*Excerpts from a dataset*.
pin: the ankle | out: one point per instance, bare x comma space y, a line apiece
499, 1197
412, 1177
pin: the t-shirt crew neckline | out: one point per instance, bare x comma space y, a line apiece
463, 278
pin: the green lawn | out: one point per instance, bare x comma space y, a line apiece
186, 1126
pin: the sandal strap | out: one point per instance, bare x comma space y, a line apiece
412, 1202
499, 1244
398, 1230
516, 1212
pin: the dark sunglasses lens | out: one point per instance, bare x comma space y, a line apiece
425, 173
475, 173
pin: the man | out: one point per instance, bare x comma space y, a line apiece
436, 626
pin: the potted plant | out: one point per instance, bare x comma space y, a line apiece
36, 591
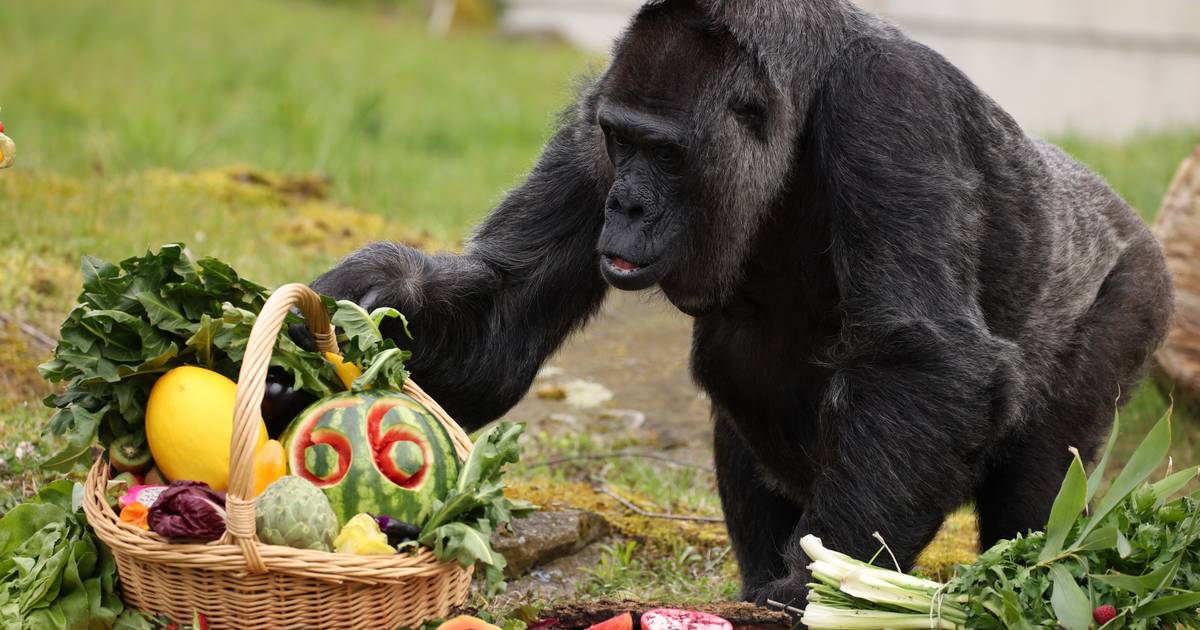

*Prompt*. From first line to last, return the records verbatim without their pictures.

*Exercise solution*.
pin: the ankle | out: one point per instance, bare x comma space y, a line apiece
499, 1197
412, 1177
pin: the t-shirt crew neckline | out: one point per instance, bare x comma space y, a line apiece
463, 278
pin: the green lawn | out: one point per instance, bare x comma space y, a line apiece
186, 1126
pin: the sandal strap | out: one point per instance, bare x comma space y, a line apiece
412, 1202
499, 1244
398, 1230
516, 1212
pin: the dark sunglasses lens | out: one point per instance, bare x comma space y, a line apiece
425, 173
475, 173
pin: the man | out: one point per instance, bare x comma space y, a line apiece
436, 626
pin: the potted plant | out: one point per instance, bare x comma space y, a line apiece
36, 591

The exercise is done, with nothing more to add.